## Work to be completed
Before you return the lines below, strip out any images and keep every word as written.
══════
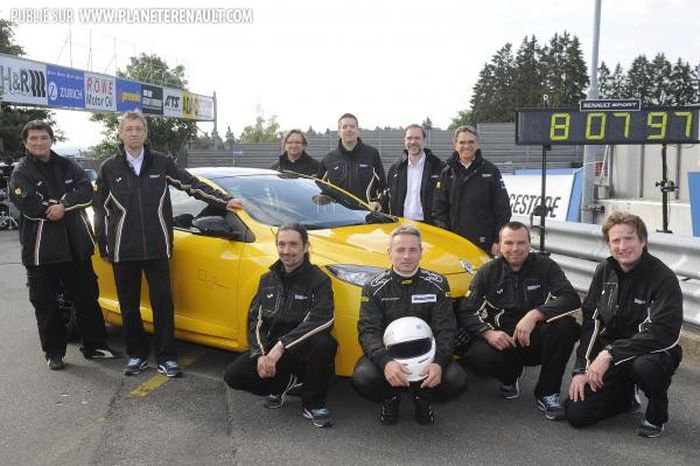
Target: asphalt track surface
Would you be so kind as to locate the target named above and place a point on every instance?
(90, 414)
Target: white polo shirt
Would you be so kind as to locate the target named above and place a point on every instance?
(412, 207)
(135, 162)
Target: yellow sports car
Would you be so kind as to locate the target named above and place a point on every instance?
══════
## Written solution
Target: asphalt track surface
Would you be so kind as to locate the target named above and place a point on every instance?
(90, 414)
Target: white polo shirt
Would you be so kind as to locate the target named above and place a point on every instance?
(412, 207)
(135, 162)
Target: yellow sports car
Would you be so kind as to locate the target named above and place a point on every instance?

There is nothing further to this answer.